Teks yang Diberikan »

▼

Senin 03 Apr 2017 05:41 WIB

Tanda-Tanda Tanah Longsor Ponorogo Muncul, Mengapa Jatuh Korban?

Rep: Andrian Saputra/ Red: Nur Aini
 Tim SAR gabungan melakukan pencarian korban yang tertimbun longsor di Desa Banaran, Kecamatan Pulung, Ponorogo, Jawa Timur, Ahad (2/4).
Foto: Antara/Zabur Karuru
Tim SAR gabungan melakukan pencarian korban yang tertimbun longsor di Desa Banaran, Kecamatan Pulung, Ponorogo, Jawa Timur, Ahad (2/4).

REPUBLIKA.CO.ID,PONOROGO -- Bencana tanah longsor melanda Desa Banaran Kecamatan Pulung, Kabupaten Ponorogo, Sabtu (1/4). Tanah longsor tersebut ternyata sudah dideteksi warga sejak pertengahan Maret 2017.

Pertengahan bulan lalu, warga dusun Tangkil sudah melihat tanda-tanda akan terjadi longsor. Warga melihat tanah di Bukit Gede, yang berada di kawasan itu sedikit demi sedikit mulai retak. Kondisi itu pun langsung dilaporkan warga dusun Tangkil kepada Kepala Desa Banaran, Kecamatan Pulung, Kabupaten Ponorogo.

"Warga itu melapor katanya ada retak-retak di atas bukit, tanahnya turun sedikit-sedikit. Saya dan perangkat desa langsung naik, cek ke lokasi," ungkap Kepala Desa Banaran, Sarnu kepada Republika.co.id pada Ahad (2/4) siang.

Setiap hari tanah di bukit Gede terus mengalami pergerakan. Sarnu menuturkan, pada mulanya terlihat retakan tanah di Bukit Gede sepanjang 60 sentimeter. Setiap hari bertambah sekitar delapan hingga 10 cm. Sejak saat itu, warga pun diminta untuk waspada. Sarnu mengingatkan warga akan potensi longsor Bukit Gede yang dapat terjadi kapanpun.

▲

Tindakan yang Diperlukan »
(a) Berdasarkan berita tanah longsor Ponorogo, berapa panjang retakan tanah yang mula-mula terlihat di Bukit Gede?
(b) Tentukan apakah setiap pernyataan berikut sesuai dengan berita tanah longsor Ponorogo. Jawab ya atau tidak, lalu kutip kata-kata penentunya. (i) Tanah longsor melanda Desa Banaran pada hari Sabtu. (ii) Warga dusun Tangkil melaporkan retakan tanah kepada camat Pulung. (iii) Retakan tanah bertambah sekitar delapan hingga 10 cm setiap hari.
(c) Sebutkan semua nama orang yang tercantum dalam berita tanah longsor Ponorogo.

Data yang Disediakan »
▼

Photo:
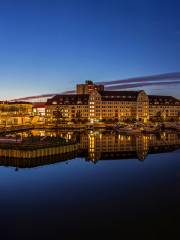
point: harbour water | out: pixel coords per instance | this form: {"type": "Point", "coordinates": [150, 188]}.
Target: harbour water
{"type": "Point", "coordinates": [114, 182]}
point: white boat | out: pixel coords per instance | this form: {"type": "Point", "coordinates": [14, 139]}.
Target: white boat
{"type": "Point", "coordinates": [128, 130]}
{"type": "Point", "coordinates": [151, 129]}
{"type": "Point", "coordinates": [9, 140]}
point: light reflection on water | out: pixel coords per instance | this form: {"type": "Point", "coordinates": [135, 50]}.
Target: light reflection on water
{"type": "Point", "coordinates": [96, 146]}
{"type": "Point", "coordinates": [131, 186]}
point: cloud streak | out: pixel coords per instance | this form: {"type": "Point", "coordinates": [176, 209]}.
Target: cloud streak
{"type": "Point", "coordinates": [159, 77]}
{"type": "Point", "coordinates": [135, 85]}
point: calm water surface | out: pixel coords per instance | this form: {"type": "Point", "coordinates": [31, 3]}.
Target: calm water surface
{"type": "Point", "coordinates": [119, 183]}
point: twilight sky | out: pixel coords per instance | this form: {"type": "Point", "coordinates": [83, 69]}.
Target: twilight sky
{"type": "Point", "coordinates": [48, 46]}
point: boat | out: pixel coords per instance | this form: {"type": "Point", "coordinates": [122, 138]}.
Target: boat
{"type": "Point", "coordinates": [128, 129]}
{"type": "Point", "coordinates": [151, 129]}
{"type": "Point", "coordinates": [10, 140]}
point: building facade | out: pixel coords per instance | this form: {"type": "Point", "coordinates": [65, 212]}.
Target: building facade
{"type": "Point", "coordinates": [15, 113]}
{"type": "Point", "coordinates": [164, 107]}
{"type": "Point", "coordinates": [100, 105]}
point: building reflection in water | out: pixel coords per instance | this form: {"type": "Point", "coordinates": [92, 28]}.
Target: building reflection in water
{"type": "Point", "coordinates": [101, 145]}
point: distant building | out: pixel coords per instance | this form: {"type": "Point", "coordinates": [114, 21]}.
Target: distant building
{"type": "Point", "coordinates": [165, 107]}
{"type": "Point", "coordinates": [95, 104]}
{"type": "Point", "coordinates": [15, 113]}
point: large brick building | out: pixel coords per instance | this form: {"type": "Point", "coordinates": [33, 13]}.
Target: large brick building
{"type": "Point", "coordinates": [96, 105]}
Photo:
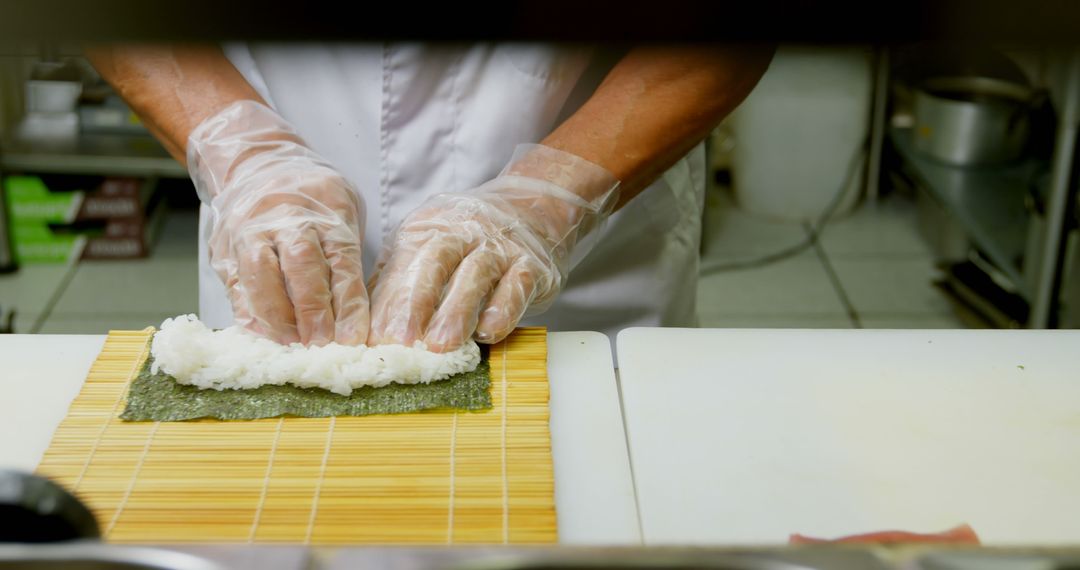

▲

Penyelesaian Berurutan »
(a) Sepanjang 60 sentimeter.

(b)
(i) Ya: "Bencana tanah longsor melanda Desa Banaran Kecamatan Pulung, Kabupaten Ponorogo, Sabtu (1/4)."
(ii) Tidak: "Kondisi itu pun langsung dilaporkan warga dusun Tangkil kepada Kepala Desa Banaran, Kecamatan Pulung, Kabupaten Ponorogo."
(iii) Ya: "Setiap hari bertambah sekitar delapan hingga 10 cm."

(c) Andrian Saputra, Nur Aini, Zabur Karuru, Sarnu